§ **TEXT EXCERPT**:
----------

Joliet was a happening place nearly a century ago.

With burgeoning local businesses and a strong sense of civic pride, plus the bonus of being a just short train ride to Chicago, “J-Town” was the place to be in a growing suburbia.

Social pastimes were also wildly popular as the roaring twenties began, in which baseball featured prominently. As it still is today, Joliet and the surrounding areas were a hotbed of baseball talent.

The Joliet Rivals Club, founded in 1907, were no strangers to baseball, having fielded local teams dating back to their early years. Even the Chicago Cubs paid a visit in the fall of 1920 to play against the Joliet Rivals, a semi-pro team named after the very park they played at. Sources also refer to the team by their former name, the Rivneas, a combined name of the Rivals and Northeastern A.C.’s of Joliet, who’s World War I-era roster was comprised of several former major and minor leaguers.

That the Rivals-Cubs game itself was played was not surprising, as in those days most major league clubs scheduled exhibitions against local semi-pro or college teams on their days off. These unofficial games were a means for the team to have real game action instead of a practice, and to give local teams and their fans a chance to see big league stars in action up close.

One such contest took place here in Joliet, on Thursday, September 30, 1920. The circumstances that surrounded this game however, have made it a rather infamous, if forgotten, episode of Joliet folklore.

With the Cubs en route, the buildup to the game was strongly publicized, with multiple articles appearing the week of the game in the Joliet Evening Herald News. An overflow crowd of more than 5,000 paid spectators (roughly 13% of Joliet’s population at the time), turned out on game day, more than twice filling the 2,000-seat capacity of Rivals Park (formerly Theiler’s Park before the Rivals Club purchased the property in 1919), on the corner of Broadway and Russell streets. Hundreds more crowded along the streets beyond the outfield, battling for the slightest vantage point. A parade to the ballpark from the downtown Elks Club where the Cubs were staying got the festivities underway, and once at the park fans shelled out 25 cents for a grandstand ticket, while the big spenders handed over a whopping $1 for a reserved box seat. Joliet mayor William Barber added to the fanfare by tossing the ceremonial first pitch on that autumn afternoon.

IMG_1291
Rivals Park in Joliet, IL circa 1920.

Joliet native Abraham Lincoln “Sweetbreads” Bailey took the mound for the Cubs in what was one of his only six career starts. Bailey, primarily a relief pitcher in his three-year major league career, held a 4 to 1 lead in the fifth inning when the Rivneas mounted a furious comeback that the Cubs couldn’t answer. Much to the delight of the overflow crowd, the Joliet club emerged victorious by a final score of 5-4. This of course was a tremendous triumph for the hometown team to knock off the Cubs, exhibition game or not. But the excitement didn’t end there.

Immediately following the game, as the Cubs players walked to waiting cabs to be taken back to their hotel, a fan emerged from the grandstand and waylaid Cubs third baseman Buck Herzog, igniting a fierce fight. During the scuffle, a friend of the instigating Jolietan brandished a knife and slashed Herzog across the hand and leg. Seeing the brawl unfold, two Joliet players, Frank Murphy and Nick Carter stepped in to subdue the attackers, ending the melee. Herzog returned to his hotel, no worse for wear except for what was later called a “slight scratch” on his hand.

----------

§ **Collected data entries**:
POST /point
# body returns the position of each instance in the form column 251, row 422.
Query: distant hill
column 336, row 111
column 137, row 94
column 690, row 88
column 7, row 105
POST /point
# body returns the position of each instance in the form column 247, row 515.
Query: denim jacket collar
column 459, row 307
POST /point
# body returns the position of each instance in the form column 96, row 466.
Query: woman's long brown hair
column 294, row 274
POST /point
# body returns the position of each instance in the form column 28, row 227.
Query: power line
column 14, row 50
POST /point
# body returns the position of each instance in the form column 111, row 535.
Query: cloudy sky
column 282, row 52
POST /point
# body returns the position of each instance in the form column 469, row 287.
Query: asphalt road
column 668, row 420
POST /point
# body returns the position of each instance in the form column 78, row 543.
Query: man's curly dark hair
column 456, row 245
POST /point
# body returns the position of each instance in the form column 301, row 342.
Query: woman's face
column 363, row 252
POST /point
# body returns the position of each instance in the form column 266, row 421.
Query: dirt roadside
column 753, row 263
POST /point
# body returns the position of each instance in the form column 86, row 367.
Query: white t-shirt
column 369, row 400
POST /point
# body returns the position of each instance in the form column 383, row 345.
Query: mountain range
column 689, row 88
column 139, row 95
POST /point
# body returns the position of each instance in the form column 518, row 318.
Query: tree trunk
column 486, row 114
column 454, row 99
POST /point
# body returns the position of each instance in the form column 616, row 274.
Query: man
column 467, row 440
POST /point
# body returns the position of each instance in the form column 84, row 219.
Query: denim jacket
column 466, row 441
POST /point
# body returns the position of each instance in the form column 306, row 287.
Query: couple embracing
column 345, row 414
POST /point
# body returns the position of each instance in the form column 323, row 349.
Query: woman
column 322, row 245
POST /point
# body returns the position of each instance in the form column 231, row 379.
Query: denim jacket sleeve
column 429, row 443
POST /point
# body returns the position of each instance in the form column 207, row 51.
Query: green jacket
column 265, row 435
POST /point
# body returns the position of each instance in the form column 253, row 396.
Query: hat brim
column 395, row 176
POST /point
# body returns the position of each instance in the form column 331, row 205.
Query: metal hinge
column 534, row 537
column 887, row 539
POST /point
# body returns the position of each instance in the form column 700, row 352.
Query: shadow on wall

----------

§ **TASKS TO CARRY OUT**:
1 > List every individual person named in the Joliet baseball article.
2 > Reproduce the Joliet baseball article word for word, from "With burgeoning local" down to "a growing suburbia.".

§ **OUTPUTS IN ORDER**:
1 >
- William Barber
- Abraham Lincoln "Sweetbreads" Bailey
- Buck Herzog
- Frank Murphy
- Nick Carter

2 >
With burgeoning local businesses and a strong sense of civic pride, plus the bonus of being a just short train ride to Chicago, “J-Town” was the place to be in a growing suburbia.